| TASKS AND EXERCISES |
- 1) Answer these questions from the article on Latino workers and unions:
(a) How old is Beto Sanchez?
(b) How many Memphis workers did Starbucks fire?
(c) About what share of the workers at the Staten Island warehouse voted to form Amazon's first U.S. union?
- 2) Continue the article on Latino workers and unions after its last paragraph.

| DOCUMENT SEGMENT |
==================================================
Latino workers say they are finding their voice in the resurgence of unionization across the U.S.
The big picture: The pandemic and tight labor market are empowering more workers to organize for better conditions across the country and within new companies, including Starbucks and Amazon.
What they’re saying: The pandemic made clear corporations’ lack of commitment to employees, with many “choosing their profits over their workers,” Beto Sanchez, an organizer with Starbucks Workers United, says.
- Sanchez is one of seven workers in Memphis that Starbucks fired after going on a local TV station to talk about their union campaign. A federal judge last month ordered the company to reinstate them.
- Sanchez, 25, says organizing is "deeply embedded in Latino culture." His own grandparents joined protests for better working conditions as coffee bean pickers in Nicaragua in the mid-20th century.
State of play: Since the end of last year, workers have voted to unionize for the first time ever at Amazon, Apple and Chipotle.
- Latinos banded together with Black, Asian and immigrant employees to drive union activity at Amazon in New York and saw success after about 55% of the workers at the Staten Island warehouse voted to form the company's first U.S. union earlier this year.
==================================================
| EXTRACTED ENTRIES |
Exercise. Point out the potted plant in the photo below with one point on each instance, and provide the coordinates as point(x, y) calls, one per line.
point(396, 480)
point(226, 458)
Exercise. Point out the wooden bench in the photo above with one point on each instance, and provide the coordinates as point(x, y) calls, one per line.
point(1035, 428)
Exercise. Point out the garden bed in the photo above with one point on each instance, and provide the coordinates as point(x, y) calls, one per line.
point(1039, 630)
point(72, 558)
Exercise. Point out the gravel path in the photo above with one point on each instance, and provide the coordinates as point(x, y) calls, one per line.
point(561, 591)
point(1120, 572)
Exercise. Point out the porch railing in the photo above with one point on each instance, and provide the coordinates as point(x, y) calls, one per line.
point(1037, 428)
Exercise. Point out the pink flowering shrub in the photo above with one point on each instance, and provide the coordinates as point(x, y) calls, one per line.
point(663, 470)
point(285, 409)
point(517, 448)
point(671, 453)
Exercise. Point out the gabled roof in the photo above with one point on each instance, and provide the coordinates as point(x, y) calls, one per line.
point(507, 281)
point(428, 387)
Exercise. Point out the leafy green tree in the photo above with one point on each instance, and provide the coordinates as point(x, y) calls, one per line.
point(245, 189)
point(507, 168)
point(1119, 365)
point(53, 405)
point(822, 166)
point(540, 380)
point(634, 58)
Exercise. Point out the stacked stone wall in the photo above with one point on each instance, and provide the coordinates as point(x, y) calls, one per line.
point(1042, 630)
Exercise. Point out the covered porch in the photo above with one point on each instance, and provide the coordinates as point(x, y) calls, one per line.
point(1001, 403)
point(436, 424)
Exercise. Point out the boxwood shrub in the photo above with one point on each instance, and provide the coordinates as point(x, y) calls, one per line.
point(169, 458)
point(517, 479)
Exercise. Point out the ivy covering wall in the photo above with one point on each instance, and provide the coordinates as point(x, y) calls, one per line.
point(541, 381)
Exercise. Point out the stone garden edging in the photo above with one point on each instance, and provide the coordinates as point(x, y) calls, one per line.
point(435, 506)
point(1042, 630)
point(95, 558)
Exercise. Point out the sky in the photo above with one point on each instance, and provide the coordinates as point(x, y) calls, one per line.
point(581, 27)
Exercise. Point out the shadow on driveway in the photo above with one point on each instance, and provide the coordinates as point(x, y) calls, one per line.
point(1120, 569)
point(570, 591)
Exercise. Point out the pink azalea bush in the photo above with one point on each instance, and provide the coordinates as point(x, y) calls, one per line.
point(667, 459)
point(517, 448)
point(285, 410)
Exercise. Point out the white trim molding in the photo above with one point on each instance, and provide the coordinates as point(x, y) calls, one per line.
==================================================
| ANSWERS FOR THIS EXERCISE |
- 1)
(a) 25
(b) Seven
(c) About 55%

- 2)
- Sixty-three percent of Latino workers earn low wages, according to the Metropolitan Policy Program at Brookings. That's compared to 37% of white workers, 54% of Black workers and 40% of Asian American workers.
Latinos are not just a part of unionization efforts but of wider labor movement gains as well.
- Latinas in California helped drive a successful campaign for a new law that will give fast food employees a larger role in setting wage and workplace standards.
- Angelica Hernandez, a McDonald's employee who helped lead the effort, told Axios through a translator that she became active in the labor movement after her son told her he wanted to come work with her. "I didn't want to see him suffer and be degraded like I have."
- "As Latinos, sometimes they see us as if we don't know how to defend ourselves," she added. But it's not just fast food workers that are standing up and fighting. "It's also the carpenters, the farmworkers ... We're all raising our voices as a Latino community."
Flashback: Many consider Cesar Chavez and Dolores Huerta to be the most notable Latino labor leaders, but organizing has always been part of Latino history.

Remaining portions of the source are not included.